* Given passage
+-------+

Some of you may remember that I did this "back in the day". This is similar to a little something Conan O'Brien used to do called, "In The Year 2000". I used to do this before reaching my whatever-thousandth posting. So here it is, again. There are new ones, with some of the old ones modified at the bottom.

They're observational, and hopefully somewhat funny.

Mainly, just to make discussion from. Enjoy. :y:

BY MY POST 5,000TH............

After receiving name changes, Burke, Lashley, Antonio "MVP" Banks, Cor Von, King Booker and Sharmell will be teamed. They will take the first letter of each persons name to form a team that they will then title - The BLACKS. When asked if this indicated racism from WWE, Vince McMahon will say that it has, "nothing to do with NASCAR or any other car company." When asked to comment, Ron Simmons will say, "Damn". :shifty:
*****
Vince McMahon will make a fortune in the marketing department by scoring a lucrative and history making contract. Replacing the famous "Wal-Mart Smiley Face", with the constant smiling face of Bobby Lashley. :)

+-------+

* Recorded information

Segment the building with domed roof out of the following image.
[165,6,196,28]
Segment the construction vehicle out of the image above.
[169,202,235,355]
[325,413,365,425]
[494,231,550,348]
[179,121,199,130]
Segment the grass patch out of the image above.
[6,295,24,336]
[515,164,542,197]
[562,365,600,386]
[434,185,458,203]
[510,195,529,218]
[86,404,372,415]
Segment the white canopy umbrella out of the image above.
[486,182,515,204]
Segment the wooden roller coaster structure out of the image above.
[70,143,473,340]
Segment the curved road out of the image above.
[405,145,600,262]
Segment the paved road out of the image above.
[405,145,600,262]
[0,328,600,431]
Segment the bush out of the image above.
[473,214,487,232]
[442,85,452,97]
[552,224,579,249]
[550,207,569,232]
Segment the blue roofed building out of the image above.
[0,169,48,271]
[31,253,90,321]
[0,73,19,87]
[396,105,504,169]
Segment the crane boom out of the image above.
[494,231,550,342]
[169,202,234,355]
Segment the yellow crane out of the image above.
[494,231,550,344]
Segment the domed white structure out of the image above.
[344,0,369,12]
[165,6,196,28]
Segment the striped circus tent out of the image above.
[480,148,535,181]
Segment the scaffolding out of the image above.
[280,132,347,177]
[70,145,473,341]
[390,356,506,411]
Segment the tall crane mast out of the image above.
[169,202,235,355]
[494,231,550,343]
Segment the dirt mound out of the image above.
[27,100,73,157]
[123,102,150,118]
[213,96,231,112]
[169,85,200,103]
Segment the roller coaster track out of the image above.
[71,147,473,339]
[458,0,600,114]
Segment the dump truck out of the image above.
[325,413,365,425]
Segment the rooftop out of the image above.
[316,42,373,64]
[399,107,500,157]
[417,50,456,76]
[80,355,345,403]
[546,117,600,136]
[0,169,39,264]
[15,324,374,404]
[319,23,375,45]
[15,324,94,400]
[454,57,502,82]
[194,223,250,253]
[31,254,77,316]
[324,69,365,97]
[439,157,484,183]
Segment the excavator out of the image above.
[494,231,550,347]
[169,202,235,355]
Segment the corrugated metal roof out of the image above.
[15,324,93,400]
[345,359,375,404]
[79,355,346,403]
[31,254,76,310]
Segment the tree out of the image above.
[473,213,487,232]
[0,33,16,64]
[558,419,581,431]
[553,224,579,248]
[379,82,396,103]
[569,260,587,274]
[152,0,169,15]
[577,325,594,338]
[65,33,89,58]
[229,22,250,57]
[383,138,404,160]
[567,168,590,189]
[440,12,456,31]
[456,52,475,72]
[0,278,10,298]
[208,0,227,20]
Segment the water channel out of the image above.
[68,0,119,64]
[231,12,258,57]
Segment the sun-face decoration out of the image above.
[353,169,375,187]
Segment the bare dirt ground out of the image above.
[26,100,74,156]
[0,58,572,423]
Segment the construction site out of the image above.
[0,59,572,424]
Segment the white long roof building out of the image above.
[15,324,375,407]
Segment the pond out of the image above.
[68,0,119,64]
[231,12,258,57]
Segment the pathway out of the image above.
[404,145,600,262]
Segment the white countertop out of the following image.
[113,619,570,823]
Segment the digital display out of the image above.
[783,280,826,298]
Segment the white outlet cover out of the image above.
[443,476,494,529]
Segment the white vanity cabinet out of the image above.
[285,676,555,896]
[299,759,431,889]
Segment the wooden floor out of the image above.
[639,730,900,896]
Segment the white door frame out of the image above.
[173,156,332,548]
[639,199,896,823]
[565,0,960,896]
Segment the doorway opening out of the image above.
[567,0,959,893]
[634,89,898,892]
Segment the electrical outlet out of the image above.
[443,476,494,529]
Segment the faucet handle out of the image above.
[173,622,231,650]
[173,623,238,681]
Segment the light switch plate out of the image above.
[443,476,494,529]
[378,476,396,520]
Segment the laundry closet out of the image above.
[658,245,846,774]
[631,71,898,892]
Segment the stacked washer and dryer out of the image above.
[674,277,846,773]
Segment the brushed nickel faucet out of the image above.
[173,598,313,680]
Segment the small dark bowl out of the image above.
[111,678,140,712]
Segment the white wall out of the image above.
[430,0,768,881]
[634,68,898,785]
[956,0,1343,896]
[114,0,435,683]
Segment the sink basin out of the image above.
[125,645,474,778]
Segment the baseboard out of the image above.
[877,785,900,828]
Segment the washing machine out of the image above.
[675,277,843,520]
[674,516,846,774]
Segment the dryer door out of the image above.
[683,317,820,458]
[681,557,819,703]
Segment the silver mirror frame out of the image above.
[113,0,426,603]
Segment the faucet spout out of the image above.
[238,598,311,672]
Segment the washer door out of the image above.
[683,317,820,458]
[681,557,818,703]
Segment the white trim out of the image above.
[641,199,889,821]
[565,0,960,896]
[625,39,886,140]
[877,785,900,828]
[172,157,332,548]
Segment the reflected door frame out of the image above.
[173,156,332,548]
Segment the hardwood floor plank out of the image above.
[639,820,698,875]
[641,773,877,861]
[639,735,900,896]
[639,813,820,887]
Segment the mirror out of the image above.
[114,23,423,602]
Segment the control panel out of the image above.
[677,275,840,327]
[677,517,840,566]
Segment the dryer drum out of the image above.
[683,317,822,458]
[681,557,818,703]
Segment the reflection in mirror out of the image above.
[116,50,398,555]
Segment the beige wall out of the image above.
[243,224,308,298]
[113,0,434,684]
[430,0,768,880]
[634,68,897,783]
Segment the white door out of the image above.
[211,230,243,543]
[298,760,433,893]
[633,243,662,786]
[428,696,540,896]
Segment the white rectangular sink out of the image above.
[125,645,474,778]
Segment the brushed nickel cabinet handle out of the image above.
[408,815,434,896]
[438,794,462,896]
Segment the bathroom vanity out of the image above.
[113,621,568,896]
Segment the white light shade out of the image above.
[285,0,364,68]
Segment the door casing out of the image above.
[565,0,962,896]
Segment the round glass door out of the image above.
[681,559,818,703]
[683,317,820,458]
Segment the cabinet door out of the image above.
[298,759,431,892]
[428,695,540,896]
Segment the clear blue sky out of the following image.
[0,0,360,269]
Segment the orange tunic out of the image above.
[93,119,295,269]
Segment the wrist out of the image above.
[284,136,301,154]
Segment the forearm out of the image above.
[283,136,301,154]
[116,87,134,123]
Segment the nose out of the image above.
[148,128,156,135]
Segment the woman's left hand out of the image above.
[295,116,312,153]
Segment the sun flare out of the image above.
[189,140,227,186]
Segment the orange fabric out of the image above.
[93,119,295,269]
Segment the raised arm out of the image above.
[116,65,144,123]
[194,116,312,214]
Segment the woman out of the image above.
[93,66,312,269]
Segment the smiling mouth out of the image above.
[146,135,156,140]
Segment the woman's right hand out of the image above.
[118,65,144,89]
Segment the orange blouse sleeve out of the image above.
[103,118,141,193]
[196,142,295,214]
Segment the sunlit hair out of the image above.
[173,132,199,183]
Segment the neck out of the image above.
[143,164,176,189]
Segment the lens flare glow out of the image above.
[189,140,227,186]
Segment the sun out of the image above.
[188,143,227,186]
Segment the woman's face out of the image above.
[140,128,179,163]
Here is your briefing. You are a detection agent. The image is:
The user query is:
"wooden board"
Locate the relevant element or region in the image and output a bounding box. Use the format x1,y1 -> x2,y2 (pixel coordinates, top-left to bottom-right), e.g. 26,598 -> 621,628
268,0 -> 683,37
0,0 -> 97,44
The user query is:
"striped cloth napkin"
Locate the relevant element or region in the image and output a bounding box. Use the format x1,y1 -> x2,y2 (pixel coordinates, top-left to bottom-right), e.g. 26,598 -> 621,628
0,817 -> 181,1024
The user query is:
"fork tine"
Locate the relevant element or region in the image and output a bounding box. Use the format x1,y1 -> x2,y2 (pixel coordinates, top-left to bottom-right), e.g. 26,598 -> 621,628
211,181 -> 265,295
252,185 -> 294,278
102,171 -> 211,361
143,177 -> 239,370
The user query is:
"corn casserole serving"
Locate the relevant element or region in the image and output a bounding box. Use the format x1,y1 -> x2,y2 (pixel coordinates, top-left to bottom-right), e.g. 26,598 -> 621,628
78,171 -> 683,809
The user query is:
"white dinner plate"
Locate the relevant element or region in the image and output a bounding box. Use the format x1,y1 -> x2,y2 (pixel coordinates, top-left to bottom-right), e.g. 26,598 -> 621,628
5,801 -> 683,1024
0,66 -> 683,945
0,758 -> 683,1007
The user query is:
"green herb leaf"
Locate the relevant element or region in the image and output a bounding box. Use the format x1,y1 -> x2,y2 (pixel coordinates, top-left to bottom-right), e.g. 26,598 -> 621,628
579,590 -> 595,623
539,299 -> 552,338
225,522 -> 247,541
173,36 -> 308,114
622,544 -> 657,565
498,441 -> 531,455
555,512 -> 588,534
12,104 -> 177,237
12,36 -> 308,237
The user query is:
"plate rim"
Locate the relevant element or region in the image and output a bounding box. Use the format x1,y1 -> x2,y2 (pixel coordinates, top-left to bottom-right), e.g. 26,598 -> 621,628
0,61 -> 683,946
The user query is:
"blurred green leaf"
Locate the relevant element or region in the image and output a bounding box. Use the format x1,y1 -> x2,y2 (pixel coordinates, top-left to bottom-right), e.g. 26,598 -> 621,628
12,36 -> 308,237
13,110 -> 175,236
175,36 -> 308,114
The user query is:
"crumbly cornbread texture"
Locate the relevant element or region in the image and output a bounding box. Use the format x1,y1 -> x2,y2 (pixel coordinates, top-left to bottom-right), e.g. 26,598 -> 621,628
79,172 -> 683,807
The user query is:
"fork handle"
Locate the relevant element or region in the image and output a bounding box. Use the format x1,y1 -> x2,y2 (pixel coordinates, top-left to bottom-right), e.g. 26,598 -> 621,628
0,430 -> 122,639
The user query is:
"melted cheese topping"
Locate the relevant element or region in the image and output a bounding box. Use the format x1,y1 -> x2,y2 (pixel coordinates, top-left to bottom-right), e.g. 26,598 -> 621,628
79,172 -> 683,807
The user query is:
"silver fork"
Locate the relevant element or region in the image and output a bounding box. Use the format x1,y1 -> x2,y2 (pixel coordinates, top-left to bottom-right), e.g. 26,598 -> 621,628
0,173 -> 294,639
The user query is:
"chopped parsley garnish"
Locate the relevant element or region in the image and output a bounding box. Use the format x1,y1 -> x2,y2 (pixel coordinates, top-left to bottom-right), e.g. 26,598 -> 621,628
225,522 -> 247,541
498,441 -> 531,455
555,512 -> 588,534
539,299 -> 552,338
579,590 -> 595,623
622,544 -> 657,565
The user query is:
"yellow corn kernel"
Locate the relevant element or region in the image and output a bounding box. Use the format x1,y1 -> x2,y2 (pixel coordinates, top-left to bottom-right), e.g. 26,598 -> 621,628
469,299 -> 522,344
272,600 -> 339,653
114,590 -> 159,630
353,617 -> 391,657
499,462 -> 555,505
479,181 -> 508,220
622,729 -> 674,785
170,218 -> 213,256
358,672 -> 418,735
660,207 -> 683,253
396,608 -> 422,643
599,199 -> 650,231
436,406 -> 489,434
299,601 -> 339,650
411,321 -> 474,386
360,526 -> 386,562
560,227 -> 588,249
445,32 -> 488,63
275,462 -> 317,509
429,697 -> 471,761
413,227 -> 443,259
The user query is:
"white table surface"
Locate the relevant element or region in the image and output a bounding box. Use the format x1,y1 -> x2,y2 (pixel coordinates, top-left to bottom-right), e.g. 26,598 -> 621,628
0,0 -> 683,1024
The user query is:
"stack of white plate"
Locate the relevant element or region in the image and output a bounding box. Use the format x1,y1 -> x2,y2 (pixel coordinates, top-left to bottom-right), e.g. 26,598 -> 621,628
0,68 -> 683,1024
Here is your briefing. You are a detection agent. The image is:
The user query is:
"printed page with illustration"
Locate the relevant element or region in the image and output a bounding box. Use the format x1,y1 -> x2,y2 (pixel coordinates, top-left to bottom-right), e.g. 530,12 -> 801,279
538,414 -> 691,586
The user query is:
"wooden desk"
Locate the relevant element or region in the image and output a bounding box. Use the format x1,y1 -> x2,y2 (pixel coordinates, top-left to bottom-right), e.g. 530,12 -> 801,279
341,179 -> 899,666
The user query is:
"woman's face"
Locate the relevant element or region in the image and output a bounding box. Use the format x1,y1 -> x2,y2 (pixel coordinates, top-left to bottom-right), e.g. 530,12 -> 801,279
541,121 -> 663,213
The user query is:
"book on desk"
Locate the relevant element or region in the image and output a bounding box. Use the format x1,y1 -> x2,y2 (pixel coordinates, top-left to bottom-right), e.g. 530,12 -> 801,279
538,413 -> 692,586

+-------+

* What needs to be done
Duplicate the stretch of the forum post from "Some of you" through "at the bottom.", word for word. The items have nothing to do with the forum post.

* Task solution
Some of you may remember that I did this "back in the day". This is similar to a little something Conan O'Brien used to do called, "In The Year 2000". I used to do this before reaching my whatever-thousandth posting. So here it is, again. There are new ones, with some of the old ones modified at the bottom.